These standards were intended (1) to define parameters for reviewing authorities to use in evaluations of wastewater treatment facility plans and specifications and (2) to reasonably establish uniformity among the Great Lakes – Upper Mississippi River Board’s members, which included U.S. states and Canadian provinces. Over the years, additional U.S. states have adopted guidelines based on these original standards. 

Throughout the following decades, the standards — commonly referred to as Ten State Standards —were revised and updated with conventional municipal wastewater treatment facilities in mind. 

Ten State Standards

Figure 1: Ten State Standards.

The Ten State Standards cover a wide range of topics, from wastewater treatment facility engineering reports and facility plans to actual wastewater treatment processes such as flow equalization, activated sludge, and sludge storage. They also define criteria for aeration or mixing equipment for these processes. 

 

Ten State Standards Limitations 

Since reviewing authorities have adopted Ten State Standards or similar standards as the basis for evaluating or approving wastewater treatment facility plans and specifications, consulting engineers typically develop equipment designs around the same standards to minimize rejection of their plans and specifications.
::::::
- [TASK DETAILS]: In the Ten State Standards text, whose members were the standards meant to bring into reasonable uniformity?
::::::
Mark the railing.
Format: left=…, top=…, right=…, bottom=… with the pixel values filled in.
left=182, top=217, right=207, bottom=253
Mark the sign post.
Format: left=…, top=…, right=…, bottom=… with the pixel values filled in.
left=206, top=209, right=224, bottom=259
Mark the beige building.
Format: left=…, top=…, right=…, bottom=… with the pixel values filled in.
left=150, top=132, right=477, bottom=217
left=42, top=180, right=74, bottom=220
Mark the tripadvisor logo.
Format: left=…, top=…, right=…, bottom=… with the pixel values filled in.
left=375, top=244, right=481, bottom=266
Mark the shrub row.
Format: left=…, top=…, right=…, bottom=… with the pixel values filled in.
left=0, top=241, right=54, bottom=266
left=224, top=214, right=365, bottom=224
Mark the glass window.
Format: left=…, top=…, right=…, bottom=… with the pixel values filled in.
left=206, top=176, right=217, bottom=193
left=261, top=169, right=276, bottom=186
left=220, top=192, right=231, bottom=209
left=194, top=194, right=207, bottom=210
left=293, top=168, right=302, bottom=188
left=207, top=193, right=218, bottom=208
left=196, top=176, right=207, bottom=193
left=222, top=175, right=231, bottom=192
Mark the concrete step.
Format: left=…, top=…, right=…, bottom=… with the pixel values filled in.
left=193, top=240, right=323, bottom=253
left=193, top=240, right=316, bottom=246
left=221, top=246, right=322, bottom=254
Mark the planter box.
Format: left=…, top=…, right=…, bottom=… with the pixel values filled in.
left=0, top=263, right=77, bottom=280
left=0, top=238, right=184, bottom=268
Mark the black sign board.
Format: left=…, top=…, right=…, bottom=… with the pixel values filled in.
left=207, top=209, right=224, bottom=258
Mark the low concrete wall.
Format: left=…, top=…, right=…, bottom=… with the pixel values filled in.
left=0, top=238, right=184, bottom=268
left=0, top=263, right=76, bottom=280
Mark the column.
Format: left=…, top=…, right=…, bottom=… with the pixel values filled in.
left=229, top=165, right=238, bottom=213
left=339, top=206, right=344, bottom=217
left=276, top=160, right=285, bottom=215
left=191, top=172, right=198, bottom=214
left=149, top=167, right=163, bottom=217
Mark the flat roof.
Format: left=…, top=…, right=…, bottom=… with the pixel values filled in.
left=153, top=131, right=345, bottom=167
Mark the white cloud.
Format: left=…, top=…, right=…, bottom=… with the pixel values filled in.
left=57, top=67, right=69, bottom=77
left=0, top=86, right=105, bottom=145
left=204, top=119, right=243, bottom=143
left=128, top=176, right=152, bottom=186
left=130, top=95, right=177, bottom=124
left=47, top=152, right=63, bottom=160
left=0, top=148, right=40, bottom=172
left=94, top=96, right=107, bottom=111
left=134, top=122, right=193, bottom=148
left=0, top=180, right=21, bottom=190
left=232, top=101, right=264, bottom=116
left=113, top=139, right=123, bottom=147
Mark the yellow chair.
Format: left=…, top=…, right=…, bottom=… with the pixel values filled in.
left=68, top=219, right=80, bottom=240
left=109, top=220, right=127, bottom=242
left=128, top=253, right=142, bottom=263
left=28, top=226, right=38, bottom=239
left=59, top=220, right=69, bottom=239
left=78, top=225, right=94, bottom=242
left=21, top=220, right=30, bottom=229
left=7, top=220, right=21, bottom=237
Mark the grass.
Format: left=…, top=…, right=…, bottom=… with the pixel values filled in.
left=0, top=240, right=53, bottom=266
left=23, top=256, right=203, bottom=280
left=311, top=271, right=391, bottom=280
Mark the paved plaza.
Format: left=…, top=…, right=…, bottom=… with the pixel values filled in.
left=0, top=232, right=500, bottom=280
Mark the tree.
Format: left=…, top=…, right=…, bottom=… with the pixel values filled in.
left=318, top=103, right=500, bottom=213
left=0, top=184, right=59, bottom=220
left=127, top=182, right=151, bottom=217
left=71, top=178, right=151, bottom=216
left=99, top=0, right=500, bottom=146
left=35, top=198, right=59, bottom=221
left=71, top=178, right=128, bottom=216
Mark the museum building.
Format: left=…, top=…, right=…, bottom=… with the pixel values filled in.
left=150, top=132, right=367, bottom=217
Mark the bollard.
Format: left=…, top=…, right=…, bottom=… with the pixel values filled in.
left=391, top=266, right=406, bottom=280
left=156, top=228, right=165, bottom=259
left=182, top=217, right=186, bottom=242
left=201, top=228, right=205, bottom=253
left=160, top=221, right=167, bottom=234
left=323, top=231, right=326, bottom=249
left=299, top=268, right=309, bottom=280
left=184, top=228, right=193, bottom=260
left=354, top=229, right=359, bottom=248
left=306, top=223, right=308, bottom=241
::::::
- [RESPONSE TO THE EXERCISE]: The members of the Great Lakes – Upper Mississippi River Board, which included U.S. states and Canadian provinces.